### [Direction]
Can you show every line in the entries below that contains the string "building"? Match case exactly.

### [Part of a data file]
= = = = =
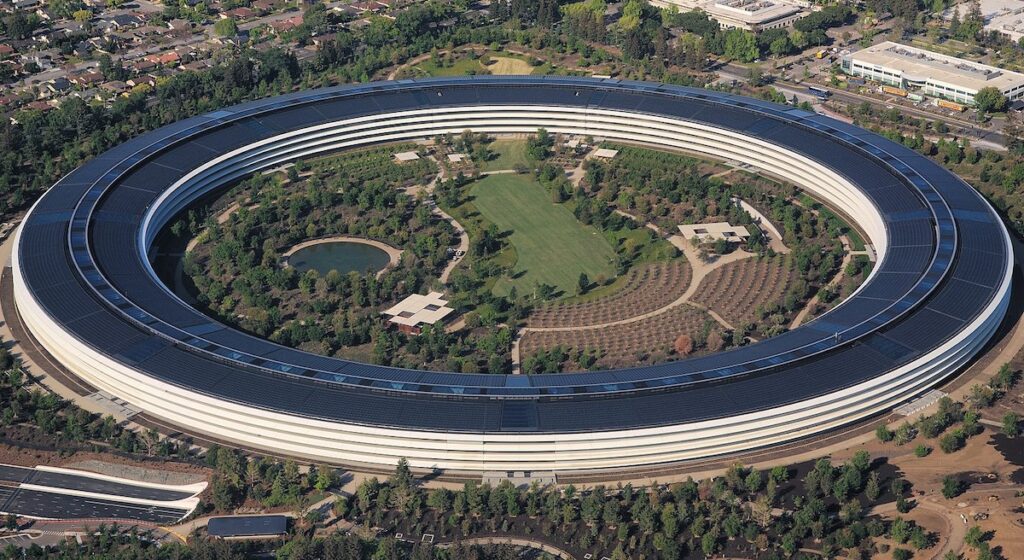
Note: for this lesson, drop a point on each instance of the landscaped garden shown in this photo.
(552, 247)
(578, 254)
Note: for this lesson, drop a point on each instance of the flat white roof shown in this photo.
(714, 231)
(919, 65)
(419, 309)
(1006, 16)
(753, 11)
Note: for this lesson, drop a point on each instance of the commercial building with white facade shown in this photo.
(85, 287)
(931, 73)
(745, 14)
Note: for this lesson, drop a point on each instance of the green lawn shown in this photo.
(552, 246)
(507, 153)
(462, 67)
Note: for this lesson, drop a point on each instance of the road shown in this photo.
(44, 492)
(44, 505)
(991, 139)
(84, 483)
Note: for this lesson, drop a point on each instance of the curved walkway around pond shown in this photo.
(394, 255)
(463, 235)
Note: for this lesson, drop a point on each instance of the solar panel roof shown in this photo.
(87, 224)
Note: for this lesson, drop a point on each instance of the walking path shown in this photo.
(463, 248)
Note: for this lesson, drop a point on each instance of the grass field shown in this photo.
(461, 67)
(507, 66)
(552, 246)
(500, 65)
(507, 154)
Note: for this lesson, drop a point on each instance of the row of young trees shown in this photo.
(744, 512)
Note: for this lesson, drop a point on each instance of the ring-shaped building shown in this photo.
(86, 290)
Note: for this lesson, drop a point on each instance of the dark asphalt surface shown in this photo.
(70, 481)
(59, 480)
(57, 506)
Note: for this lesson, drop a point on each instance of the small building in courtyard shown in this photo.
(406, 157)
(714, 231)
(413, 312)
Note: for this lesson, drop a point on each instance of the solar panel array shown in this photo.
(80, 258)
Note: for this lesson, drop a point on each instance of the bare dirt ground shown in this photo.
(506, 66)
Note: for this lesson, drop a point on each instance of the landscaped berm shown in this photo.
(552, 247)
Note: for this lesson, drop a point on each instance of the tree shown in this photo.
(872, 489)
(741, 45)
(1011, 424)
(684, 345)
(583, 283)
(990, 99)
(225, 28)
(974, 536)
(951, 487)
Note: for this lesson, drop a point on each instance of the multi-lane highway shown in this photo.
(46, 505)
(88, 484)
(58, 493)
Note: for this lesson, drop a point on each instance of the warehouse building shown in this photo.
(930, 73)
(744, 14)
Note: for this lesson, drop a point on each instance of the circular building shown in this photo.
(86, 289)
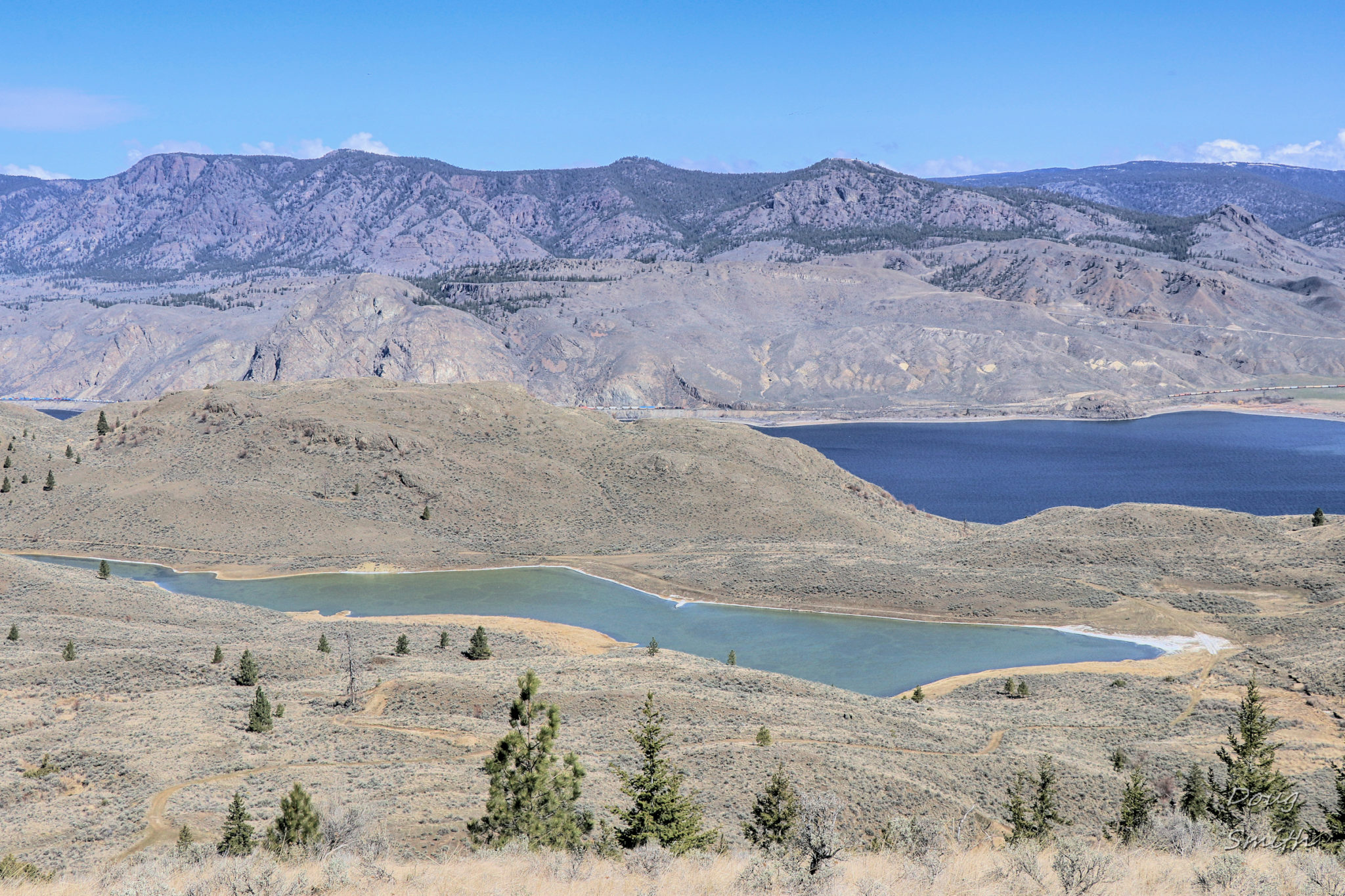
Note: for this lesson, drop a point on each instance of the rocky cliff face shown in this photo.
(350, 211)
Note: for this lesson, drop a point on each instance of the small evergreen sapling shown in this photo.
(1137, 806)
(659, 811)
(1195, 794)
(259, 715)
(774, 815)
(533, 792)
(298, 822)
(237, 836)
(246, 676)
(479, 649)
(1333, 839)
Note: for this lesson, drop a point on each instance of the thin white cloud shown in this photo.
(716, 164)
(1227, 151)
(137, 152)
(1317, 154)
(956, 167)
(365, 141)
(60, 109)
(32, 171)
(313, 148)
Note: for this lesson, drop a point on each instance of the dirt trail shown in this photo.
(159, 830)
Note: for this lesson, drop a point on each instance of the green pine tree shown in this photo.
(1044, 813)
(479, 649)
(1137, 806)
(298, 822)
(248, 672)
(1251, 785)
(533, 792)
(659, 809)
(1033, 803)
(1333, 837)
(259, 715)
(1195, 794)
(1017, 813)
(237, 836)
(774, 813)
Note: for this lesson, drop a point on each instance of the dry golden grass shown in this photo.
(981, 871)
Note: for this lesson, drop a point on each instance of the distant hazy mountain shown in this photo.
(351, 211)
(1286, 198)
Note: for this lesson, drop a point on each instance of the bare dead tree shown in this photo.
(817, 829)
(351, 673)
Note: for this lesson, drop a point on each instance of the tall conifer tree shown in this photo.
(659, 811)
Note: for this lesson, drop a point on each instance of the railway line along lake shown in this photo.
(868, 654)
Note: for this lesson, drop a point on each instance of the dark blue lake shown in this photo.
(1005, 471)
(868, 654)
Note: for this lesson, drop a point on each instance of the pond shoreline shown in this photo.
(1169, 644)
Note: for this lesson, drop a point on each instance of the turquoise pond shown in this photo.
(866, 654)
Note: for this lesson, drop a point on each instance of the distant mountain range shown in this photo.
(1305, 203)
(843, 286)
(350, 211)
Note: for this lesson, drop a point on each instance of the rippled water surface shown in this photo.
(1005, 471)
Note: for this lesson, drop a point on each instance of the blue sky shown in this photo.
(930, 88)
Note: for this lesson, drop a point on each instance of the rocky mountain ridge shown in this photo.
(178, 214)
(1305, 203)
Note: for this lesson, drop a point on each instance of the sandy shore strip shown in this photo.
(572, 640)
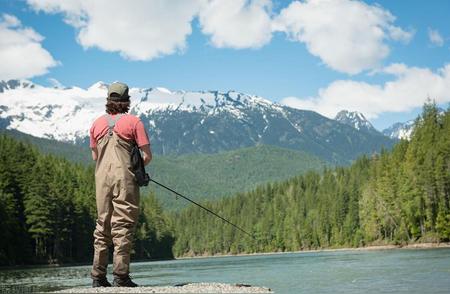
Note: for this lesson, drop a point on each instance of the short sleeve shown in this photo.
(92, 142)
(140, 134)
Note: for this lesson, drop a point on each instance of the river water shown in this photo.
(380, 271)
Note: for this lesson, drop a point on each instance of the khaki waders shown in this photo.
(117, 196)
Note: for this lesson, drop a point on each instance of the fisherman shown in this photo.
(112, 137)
= = = = =
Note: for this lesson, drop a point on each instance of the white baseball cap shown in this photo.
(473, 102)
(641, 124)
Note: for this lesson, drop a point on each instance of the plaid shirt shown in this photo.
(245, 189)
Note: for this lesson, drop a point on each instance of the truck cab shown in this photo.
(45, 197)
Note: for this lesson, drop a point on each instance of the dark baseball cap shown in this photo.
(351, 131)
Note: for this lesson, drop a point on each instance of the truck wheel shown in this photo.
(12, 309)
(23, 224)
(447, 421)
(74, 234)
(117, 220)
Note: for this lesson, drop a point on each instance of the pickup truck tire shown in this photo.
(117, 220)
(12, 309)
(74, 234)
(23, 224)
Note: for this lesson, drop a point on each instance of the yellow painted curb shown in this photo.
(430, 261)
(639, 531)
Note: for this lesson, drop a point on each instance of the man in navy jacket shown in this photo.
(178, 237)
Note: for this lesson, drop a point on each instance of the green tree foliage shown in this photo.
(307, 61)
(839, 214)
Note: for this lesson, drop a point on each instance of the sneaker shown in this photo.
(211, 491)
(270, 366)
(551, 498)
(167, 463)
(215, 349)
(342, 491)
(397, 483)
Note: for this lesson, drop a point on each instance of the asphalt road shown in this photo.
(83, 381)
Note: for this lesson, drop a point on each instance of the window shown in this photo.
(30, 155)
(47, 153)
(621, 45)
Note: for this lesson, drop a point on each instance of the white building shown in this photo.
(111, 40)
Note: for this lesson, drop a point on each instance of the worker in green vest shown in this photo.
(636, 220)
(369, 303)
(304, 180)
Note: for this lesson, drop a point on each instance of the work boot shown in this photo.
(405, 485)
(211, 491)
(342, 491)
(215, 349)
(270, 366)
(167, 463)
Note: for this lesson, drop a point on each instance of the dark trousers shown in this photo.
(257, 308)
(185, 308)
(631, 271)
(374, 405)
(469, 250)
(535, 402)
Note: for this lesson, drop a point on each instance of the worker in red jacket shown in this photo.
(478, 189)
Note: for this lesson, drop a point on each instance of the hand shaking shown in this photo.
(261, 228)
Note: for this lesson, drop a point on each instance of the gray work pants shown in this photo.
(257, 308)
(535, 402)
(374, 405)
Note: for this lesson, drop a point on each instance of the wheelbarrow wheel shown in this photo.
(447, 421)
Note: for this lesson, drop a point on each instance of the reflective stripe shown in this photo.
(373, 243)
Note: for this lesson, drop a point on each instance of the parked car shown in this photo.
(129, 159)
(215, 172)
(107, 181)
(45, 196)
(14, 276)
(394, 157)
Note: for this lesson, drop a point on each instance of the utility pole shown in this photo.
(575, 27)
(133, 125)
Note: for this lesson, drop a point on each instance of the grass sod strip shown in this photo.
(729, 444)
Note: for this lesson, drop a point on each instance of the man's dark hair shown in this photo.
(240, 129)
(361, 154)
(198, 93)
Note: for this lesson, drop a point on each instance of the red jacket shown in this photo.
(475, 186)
= = = = =
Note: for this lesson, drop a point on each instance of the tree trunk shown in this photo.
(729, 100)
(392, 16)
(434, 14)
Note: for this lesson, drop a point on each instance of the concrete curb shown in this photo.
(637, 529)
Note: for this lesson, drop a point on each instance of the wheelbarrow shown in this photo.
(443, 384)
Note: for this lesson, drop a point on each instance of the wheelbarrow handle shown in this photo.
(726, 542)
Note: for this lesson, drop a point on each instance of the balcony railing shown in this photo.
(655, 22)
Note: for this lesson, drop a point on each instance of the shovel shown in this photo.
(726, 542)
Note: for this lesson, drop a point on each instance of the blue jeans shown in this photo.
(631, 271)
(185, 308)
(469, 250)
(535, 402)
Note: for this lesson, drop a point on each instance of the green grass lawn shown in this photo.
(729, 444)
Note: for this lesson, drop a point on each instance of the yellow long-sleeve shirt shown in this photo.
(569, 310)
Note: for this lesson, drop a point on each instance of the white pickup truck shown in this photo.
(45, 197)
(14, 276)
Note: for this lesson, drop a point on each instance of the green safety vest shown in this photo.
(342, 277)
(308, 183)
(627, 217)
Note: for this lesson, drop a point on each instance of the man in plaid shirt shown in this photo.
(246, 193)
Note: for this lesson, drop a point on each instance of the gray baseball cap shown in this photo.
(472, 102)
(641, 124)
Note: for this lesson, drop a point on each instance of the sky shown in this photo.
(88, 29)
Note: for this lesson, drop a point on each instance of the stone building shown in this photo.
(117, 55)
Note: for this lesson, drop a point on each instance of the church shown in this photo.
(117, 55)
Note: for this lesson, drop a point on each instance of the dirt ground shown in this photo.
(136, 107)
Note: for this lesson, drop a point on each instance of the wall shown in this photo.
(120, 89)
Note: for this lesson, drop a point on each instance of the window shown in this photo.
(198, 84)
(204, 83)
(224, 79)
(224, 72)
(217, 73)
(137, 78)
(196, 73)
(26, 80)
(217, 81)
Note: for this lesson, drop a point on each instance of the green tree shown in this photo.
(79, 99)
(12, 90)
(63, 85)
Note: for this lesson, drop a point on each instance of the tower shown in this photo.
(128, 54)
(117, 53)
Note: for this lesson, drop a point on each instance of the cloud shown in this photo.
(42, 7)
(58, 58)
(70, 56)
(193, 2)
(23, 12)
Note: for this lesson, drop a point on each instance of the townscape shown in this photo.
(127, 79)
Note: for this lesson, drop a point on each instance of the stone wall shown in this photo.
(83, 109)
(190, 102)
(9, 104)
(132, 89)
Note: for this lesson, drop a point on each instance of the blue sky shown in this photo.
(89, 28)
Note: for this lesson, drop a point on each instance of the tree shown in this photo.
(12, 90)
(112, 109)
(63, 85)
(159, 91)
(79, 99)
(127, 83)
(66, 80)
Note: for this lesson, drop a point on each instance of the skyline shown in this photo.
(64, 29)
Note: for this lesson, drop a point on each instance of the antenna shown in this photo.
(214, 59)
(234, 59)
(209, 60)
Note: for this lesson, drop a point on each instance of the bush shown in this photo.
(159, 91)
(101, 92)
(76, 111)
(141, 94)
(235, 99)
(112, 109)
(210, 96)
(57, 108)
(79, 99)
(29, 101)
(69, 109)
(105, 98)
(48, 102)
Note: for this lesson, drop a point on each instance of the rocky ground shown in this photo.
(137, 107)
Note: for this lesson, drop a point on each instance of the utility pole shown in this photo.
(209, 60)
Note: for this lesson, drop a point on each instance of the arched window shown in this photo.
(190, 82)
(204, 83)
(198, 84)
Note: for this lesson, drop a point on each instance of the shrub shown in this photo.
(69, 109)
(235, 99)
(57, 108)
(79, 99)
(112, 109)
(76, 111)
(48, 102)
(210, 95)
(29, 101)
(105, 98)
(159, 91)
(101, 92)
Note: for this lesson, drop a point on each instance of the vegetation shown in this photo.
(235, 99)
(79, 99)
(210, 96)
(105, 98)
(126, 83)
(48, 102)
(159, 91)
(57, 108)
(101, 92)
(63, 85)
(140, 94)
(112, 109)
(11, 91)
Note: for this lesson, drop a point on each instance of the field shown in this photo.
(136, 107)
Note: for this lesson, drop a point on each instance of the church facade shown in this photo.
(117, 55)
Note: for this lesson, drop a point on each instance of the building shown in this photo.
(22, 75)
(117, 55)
= = = = =
### [Answer for this exercise]
Note: for this lesson, drop a point on each instance of the commercial building with white facade shown in this photo.
Note: for this lesson, drop a point on each instance of the ring-shaped building shown in this photo.
Note: for this lesson, drop a point on each instance of the small building in courtyard shown in this photo.
Note: for this lesson, drop a point on each instance of the warehouse building shown in this photo.
Note: for this lesson, drop a point on each instance of the circular building shown in this photo.
Note: for this lesson, drop a point on each instance of the white building shown in this photo.
Note: for this lesson, drop a point on each instance of the stone building shown in this photo.
Note: for this lesson, drop a point on each instance of the building shown in this photo.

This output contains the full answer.